WORK TO DO →
Collect each line below that contains the string "twig". Case counts, so the capitalization must match.

WORKING DATA →
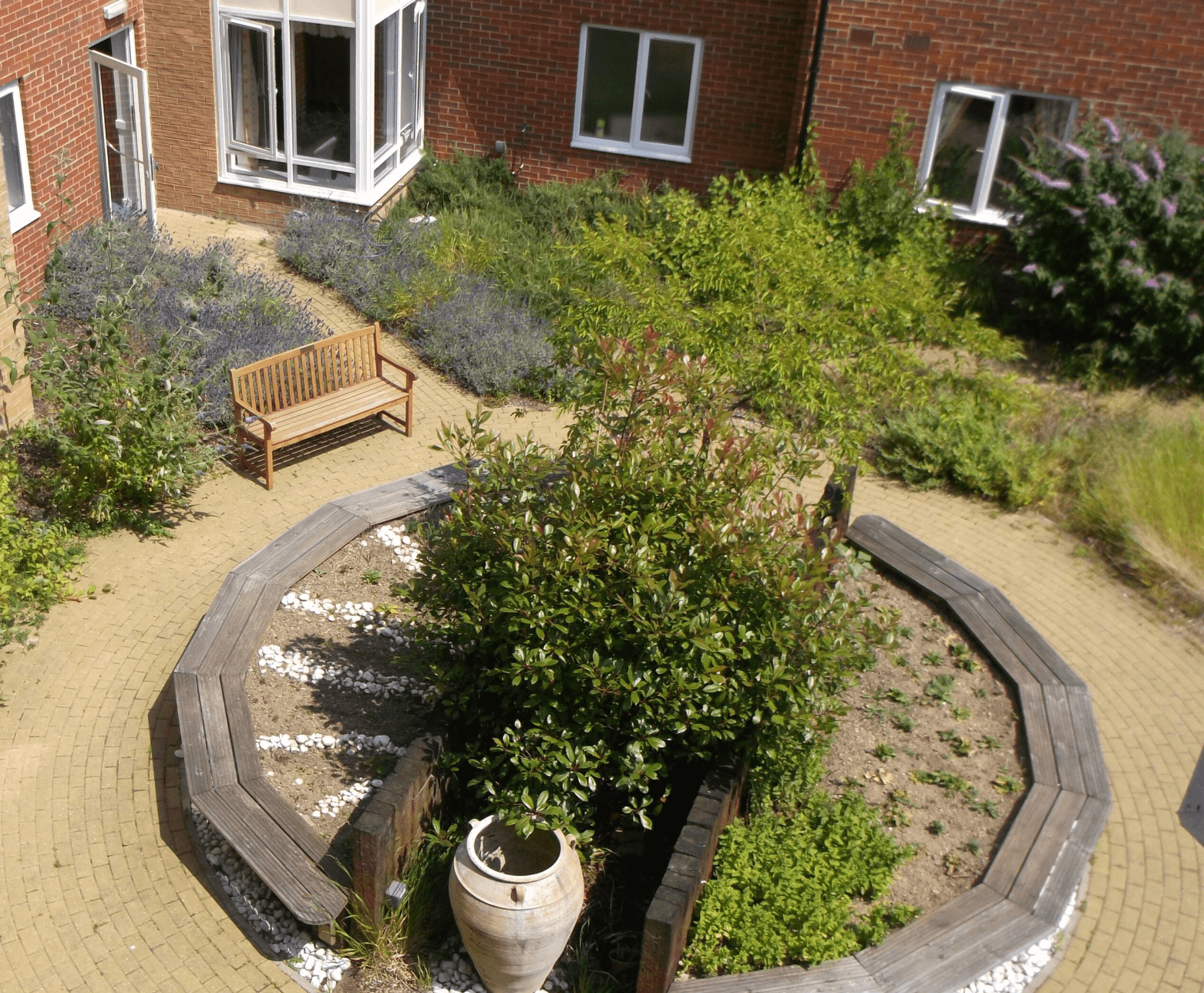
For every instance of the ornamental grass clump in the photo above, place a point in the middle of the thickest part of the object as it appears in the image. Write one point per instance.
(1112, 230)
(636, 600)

==

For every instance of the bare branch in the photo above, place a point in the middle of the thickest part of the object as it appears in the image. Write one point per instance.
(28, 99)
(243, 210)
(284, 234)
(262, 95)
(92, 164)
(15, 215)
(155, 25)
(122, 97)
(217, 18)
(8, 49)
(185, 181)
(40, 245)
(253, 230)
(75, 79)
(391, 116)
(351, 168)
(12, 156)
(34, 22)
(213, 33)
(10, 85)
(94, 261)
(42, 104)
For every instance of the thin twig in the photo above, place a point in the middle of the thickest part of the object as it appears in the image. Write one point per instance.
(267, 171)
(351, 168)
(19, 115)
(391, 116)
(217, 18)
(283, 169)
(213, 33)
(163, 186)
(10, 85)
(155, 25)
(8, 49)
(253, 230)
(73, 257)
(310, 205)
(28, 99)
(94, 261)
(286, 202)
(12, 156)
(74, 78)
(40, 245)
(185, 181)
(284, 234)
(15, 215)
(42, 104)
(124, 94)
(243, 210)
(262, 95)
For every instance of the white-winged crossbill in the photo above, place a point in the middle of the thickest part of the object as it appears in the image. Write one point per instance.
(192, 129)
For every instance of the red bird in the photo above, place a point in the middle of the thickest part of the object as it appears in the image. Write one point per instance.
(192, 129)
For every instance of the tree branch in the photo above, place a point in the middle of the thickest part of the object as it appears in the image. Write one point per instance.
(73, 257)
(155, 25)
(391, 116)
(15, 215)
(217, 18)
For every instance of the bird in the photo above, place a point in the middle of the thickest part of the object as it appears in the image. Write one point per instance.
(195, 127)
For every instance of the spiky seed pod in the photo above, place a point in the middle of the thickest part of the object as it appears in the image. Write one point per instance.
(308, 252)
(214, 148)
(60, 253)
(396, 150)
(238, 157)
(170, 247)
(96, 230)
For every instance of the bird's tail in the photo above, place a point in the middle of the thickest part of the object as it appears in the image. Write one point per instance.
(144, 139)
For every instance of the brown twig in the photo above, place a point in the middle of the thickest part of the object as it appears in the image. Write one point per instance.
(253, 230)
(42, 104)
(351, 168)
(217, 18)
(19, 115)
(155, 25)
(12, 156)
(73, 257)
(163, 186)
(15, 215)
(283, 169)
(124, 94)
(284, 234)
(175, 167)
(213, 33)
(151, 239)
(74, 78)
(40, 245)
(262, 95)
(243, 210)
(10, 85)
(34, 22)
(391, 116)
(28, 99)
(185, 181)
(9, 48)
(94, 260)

WRITTEN REPLY →
For every instance of the thin twig in the photo above, place a point in the middle of the thickest part of the object as it appears in the image. Write one point per instance.
For every instance of the brown twig in the photo above, place a point in the middle of the thickest part of the object as it appears in the image. Write one point per instance.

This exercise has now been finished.